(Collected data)
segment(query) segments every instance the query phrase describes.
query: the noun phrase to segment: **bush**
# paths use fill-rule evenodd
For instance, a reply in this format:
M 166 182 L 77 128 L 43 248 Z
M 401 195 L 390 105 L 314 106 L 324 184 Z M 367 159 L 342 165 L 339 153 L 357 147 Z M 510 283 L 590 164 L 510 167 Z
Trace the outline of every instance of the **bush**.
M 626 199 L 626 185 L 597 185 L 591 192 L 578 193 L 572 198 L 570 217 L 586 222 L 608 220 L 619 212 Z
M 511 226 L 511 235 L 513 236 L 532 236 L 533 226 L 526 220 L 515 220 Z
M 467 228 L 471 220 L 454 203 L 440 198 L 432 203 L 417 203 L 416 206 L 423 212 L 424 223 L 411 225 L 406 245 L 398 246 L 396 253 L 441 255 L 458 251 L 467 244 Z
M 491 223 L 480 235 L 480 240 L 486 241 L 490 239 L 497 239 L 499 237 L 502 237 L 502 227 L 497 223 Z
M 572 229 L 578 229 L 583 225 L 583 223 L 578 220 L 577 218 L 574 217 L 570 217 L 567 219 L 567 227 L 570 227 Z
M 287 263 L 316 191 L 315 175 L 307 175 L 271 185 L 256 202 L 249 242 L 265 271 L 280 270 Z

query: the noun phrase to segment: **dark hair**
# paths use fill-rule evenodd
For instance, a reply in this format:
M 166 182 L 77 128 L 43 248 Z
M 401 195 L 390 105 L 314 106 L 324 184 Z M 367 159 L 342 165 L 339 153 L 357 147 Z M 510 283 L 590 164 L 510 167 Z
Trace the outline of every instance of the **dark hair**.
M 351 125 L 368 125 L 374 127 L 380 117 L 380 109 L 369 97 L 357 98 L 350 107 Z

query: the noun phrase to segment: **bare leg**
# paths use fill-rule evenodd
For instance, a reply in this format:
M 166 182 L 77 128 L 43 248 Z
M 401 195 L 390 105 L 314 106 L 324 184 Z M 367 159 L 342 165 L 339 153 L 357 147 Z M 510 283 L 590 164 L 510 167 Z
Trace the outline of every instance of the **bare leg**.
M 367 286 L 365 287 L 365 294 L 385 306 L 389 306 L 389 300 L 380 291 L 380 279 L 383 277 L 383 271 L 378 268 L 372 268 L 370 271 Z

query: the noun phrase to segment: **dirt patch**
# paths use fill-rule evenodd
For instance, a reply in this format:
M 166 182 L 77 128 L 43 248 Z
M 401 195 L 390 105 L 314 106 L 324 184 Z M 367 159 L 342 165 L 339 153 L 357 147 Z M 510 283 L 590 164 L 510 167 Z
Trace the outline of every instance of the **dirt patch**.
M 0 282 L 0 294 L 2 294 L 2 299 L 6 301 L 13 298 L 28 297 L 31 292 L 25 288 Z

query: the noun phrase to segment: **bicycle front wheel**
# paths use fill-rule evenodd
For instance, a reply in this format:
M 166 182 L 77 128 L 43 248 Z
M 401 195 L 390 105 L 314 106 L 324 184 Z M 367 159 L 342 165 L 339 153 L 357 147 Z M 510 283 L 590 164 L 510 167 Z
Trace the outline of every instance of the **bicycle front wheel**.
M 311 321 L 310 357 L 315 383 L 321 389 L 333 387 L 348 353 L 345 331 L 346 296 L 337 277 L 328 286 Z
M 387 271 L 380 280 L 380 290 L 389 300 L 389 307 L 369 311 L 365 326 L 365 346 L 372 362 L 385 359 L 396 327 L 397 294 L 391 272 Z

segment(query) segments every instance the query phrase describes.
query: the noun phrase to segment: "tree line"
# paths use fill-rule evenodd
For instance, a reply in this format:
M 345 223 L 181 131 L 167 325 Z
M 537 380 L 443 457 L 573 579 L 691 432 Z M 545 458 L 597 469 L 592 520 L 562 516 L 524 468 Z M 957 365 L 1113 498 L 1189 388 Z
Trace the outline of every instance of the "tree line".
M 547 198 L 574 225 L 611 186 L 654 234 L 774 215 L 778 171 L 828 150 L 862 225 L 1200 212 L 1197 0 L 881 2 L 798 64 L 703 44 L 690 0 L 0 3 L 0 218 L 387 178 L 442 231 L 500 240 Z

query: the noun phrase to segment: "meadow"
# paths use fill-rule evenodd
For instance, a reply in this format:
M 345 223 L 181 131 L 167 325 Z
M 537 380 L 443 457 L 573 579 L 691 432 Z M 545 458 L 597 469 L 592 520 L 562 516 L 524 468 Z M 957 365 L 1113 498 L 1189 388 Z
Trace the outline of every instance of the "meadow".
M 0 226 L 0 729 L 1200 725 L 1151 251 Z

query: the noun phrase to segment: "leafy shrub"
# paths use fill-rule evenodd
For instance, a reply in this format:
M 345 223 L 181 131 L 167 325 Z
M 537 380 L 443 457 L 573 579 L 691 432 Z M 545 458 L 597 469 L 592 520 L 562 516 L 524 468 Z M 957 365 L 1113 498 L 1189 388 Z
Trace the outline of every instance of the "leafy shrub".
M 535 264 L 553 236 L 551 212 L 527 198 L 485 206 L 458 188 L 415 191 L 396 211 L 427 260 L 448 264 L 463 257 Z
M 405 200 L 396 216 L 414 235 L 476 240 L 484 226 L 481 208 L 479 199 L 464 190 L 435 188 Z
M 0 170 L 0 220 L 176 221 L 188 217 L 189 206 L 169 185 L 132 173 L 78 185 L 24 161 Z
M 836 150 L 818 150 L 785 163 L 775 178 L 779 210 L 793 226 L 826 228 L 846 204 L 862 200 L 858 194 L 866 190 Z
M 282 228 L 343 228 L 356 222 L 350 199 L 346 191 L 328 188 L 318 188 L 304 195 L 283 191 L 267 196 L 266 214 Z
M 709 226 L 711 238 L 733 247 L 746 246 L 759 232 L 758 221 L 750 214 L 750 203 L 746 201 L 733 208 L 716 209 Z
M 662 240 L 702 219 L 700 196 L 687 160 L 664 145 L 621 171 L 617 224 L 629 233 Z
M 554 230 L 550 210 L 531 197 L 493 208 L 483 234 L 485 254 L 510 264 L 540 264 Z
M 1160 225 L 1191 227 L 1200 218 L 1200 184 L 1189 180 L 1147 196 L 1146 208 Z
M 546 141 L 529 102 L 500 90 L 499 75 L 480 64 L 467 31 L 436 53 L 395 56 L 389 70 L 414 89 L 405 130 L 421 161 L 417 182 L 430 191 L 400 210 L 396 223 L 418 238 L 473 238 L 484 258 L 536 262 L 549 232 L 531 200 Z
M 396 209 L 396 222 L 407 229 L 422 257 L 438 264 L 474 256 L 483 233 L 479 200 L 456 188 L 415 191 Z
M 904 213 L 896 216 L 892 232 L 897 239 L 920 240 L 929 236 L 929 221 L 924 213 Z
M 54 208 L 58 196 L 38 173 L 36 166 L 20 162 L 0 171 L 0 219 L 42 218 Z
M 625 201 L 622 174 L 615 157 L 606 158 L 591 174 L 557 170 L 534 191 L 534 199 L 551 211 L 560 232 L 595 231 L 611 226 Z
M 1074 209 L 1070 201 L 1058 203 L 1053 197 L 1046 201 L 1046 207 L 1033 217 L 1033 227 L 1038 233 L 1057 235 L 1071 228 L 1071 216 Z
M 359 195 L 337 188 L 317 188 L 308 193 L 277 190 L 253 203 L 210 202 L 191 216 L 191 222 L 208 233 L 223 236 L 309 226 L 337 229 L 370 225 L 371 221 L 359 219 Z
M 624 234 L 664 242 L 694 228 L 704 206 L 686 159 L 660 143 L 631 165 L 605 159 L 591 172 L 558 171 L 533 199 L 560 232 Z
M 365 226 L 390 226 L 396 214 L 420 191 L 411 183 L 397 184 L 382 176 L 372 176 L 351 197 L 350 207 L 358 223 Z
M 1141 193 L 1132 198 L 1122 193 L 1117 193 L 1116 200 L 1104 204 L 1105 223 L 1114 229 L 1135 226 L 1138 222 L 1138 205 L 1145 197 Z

> [WHAT IS NEEDED] Where the word "noun" shows up in a line of the entries above, copy that line.

> [THE ANSWER]
query: the noun phrase to segment: **bush**
query: the noun phrase to segment: **dark hair**
query: the noun phrase to segment: **bare leg**
query: the noun phrase to segment: **dirt patch**
query: the noun phrase to segment: **bicycle front wheel**
query: the noun phrase to segment: "tree line"
query: the noun phrase to segment: "meadow"
query: the noun phrase to segment: "leafy shrub"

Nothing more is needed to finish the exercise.